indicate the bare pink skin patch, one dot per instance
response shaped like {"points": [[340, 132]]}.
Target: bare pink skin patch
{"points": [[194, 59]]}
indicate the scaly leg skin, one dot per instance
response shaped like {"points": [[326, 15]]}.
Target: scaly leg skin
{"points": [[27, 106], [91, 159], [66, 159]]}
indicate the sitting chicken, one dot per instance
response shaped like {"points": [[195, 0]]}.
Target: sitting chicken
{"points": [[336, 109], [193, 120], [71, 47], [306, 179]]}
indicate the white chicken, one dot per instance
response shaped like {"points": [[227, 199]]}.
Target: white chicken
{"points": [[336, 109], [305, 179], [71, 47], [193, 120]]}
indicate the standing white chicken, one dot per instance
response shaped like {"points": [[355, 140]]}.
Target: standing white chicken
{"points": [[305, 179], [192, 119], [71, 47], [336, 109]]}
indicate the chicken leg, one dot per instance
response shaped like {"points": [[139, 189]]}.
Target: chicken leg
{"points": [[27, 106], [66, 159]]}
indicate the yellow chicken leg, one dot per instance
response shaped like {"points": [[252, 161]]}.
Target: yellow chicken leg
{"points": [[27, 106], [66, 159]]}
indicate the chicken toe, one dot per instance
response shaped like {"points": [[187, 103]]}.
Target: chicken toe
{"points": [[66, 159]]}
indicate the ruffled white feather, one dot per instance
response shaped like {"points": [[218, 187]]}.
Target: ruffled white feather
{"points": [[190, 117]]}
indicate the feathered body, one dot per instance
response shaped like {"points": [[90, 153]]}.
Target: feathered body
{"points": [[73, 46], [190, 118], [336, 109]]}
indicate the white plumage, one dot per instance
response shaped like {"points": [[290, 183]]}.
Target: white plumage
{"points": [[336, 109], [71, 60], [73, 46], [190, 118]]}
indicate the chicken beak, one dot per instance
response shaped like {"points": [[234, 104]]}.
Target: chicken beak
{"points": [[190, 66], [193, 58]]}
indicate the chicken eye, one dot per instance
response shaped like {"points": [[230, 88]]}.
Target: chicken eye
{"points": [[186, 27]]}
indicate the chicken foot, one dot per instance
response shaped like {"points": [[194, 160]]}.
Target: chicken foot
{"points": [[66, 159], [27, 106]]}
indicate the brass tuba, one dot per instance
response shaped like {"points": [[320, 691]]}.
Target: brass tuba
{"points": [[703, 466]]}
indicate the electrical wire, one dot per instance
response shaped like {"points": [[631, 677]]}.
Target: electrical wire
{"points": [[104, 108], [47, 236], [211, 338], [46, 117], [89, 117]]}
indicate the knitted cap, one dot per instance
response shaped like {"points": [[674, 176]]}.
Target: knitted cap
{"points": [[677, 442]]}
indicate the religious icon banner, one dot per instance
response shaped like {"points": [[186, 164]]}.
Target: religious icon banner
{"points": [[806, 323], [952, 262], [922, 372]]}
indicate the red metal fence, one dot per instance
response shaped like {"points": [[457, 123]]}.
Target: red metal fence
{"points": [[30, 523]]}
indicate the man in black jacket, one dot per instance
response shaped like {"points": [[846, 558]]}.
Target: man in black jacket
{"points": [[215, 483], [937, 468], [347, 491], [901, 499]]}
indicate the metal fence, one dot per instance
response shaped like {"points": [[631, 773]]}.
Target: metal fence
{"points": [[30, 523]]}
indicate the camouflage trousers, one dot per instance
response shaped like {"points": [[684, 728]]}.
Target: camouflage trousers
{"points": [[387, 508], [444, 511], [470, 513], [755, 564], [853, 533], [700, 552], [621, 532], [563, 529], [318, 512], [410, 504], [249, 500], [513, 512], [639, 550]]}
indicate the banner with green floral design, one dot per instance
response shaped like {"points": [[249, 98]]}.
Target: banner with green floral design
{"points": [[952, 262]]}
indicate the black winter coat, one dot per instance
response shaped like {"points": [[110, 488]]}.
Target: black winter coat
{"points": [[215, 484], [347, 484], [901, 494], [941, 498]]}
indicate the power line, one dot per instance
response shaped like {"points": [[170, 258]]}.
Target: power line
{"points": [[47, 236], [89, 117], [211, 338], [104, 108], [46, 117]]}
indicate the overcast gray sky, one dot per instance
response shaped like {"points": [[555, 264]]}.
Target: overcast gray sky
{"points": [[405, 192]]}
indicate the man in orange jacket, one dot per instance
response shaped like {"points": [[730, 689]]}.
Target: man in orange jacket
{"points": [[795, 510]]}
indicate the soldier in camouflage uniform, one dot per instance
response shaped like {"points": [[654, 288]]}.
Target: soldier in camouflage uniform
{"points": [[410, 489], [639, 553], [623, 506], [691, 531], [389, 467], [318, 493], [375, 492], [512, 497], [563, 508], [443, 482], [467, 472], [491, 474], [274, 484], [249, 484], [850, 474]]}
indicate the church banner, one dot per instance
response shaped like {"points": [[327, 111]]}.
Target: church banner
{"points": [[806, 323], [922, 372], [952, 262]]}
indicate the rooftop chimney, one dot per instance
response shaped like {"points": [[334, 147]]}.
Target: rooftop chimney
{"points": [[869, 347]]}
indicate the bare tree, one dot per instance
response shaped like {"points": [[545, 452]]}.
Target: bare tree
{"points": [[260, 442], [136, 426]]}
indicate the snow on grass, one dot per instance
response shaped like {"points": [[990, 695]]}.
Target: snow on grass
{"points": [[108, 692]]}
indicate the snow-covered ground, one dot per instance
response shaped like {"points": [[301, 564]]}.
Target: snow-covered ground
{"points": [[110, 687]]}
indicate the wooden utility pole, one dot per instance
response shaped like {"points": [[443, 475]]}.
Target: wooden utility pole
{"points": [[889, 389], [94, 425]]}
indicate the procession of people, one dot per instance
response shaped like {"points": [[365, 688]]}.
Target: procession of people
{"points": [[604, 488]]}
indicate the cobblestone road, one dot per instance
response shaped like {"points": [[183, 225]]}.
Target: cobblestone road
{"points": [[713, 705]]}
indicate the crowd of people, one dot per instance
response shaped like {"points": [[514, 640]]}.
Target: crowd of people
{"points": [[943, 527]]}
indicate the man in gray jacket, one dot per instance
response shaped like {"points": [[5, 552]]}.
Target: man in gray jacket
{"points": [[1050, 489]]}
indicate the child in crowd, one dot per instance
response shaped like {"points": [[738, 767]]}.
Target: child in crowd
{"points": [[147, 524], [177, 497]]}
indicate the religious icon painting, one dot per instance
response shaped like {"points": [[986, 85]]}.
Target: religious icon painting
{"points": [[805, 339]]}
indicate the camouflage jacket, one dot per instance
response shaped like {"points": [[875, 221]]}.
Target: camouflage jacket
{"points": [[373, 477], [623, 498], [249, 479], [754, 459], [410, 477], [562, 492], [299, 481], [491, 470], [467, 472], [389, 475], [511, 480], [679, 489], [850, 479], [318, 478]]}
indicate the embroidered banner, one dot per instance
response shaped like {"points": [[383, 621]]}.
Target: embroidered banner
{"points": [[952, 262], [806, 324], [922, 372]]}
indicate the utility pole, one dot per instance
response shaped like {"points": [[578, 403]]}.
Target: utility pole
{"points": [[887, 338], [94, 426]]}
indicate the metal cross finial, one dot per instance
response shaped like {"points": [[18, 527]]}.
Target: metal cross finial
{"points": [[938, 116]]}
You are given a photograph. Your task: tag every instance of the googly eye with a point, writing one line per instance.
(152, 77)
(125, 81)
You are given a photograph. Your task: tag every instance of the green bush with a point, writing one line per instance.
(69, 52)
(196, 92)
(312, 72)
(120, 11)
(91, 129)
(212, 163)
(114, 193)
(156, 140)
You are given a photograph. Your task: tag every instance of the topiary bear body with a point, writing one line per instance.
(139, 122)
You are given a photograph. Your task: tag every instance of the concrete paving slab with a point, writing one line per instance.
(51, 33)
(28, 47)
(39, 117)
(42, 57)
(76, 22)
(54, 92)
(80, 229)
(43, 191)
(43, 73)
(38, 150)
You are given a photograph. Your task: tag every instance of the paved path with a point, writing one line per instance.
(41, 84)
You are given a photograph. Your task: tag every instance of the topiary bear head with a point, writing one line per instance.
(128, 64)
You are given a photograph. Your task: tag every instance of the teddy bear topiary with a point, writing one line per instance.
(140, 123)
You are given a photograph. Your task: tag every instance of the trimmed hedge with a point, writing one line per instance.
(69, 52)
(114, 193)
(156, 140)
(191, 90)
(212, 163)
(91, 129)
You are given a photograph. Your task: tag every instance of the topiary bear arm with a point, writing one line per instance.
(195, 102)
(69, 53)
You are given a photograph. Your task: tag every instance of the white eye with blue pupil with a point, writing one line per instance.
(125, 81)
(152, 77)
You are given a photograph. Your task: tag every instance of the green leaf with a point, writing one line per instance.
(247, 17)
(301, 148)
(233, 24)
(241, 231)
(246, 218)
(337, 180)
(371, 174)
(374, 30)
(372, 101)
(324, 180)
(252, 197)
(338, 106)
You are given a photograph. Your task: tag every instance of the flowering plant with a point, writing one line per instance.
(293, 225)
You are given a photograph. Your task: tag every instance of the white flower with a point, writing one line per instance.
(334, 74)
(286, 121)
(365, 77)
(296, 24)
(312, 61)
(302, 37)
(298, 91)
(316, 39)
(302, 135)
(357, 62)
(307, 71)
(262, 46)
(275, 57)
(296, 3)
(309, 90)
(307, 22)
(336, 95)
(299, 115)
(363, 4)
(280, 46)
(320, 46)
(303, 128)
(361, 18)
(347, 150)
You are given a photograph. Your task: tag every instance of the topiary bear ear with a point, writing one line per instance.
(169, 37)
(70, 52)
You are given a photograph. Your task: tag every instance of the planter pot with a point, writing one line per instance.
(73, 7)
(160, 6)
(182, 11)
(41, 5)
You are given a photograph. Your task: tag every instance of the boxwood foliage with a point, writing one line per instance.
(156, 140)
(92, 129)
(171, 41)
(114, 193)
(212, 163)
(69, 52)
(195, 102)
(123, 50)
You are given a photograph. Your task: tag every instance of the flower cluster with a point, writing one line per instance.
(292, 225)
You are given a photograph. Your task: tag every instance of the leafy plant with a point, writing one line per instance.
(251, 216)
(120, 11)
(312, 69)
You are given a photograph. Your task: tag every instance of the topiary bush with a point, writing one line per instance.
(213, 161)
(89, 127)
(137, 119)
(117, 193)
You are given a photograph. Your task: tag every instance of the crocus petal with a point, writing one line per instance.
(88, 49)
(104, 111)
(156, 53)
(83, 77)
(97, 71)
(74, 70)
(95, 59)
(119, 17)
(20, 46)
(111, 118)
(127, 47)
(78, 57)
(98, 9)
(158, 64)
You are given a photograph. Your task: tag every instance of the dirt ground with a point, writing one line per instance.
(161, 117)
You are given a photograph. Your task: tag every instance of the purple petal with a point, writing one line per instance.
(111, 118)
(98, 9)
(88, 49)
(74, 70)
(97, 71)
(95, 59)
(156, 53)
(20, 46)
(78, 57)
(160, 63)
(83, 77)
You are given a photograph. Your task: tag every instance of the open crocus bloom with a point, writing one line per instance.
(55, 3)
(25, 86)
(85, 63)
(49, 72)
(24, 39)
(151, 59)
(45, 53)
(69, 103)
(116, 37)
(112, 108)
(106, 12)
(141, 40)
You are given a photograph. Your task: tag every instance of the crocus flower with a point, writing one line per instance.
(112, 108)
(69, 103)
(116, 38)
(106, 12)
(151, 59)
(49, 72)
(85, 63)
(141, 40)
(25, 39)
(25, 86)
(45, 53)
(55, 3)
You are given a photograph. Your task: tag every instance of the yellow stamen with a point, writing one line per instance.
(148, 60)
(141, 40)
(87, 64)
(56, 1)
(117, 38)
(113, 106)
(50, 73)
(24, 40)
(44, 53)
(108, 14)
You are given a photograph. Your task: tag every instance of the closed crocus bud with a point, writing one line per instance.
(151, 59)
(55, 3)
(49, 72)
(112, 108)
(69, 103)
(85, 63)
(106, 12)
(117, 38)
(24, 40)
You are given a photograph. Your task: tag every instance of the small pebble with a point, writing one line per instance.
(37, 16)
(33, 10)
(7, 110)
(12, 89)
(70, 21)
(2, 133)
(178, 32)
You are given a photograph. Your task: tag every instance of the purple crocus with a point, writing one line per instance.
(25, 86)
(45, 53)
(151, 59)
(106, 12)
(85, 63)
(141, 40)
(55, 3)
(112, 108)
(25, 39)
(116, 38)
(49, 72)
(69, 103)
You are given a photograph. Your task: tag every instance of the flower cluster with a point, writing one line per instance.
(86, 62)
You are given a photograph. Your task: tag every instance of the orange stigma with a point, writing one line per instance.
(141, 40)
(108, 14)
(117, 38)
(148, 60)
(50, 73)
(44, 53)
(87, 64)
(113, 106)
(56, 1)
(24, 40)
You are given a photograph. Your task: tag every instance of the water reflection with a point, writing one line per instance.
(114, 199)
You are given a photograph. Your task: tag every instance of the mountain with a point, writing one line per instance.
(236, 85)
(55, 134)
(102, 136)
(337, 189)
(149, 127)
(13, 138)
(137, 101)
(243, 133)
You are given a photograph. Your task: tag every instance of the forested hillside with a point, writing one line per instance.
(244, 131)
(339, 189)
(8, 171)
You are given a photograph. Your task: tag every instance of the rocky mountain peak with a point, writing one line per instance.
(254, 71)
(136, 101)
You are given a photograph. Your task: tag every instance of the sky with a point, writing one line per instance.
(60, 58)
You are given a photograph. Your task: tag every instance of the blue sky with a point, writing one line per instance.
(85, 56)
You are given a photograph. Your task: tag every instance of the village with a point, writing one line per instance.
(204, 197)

····················

Starting at the top of the data above, repeat every line exactly until the line containing "indicate the yellow" has been given, then stop.

indicate the bare pink skin patch, one dot per instance
response shaped like {"points": [[340, 132]]}.
Target: bare pink skin patch
{"points": [[194, 59]]}
indicate the scaly leg skin, one dot per instance
response shaped like {"points": [[326, 15]]}.
Target: scaly leg skin
{"points": [[27, 106], [91, 159], [66, 159]]}
indicate the sitting chicken, one dot per instance
response shaped like {"points": [[195, 0]]}.
Target: sitting chicken
{"points": [[336, 109], [193, 120], [71, 47], [306, 179]]}
indicate the white chicken, one dot per instance
response shaped like {"points": [[227, 199]]}.
Target: white chicken
{"points": [[336, 109], [305, 179], [71, 47], [193, 120]]}
indicate the standing white chicken, one dot per instance
response shaped like {"points": [[355, 140]]}.
Target: standing white chicken
{"points": [[305, 179], [192, 119], [71, 47], [336, 109]]}
indicate the chicken leg, one dot per instance
response shaped like {"points": [[139, 189]]}.
Target: chicken leg
{"points": [[27, 106], [66, 159]]}
indicate the yellow chicken leg, one dot per instance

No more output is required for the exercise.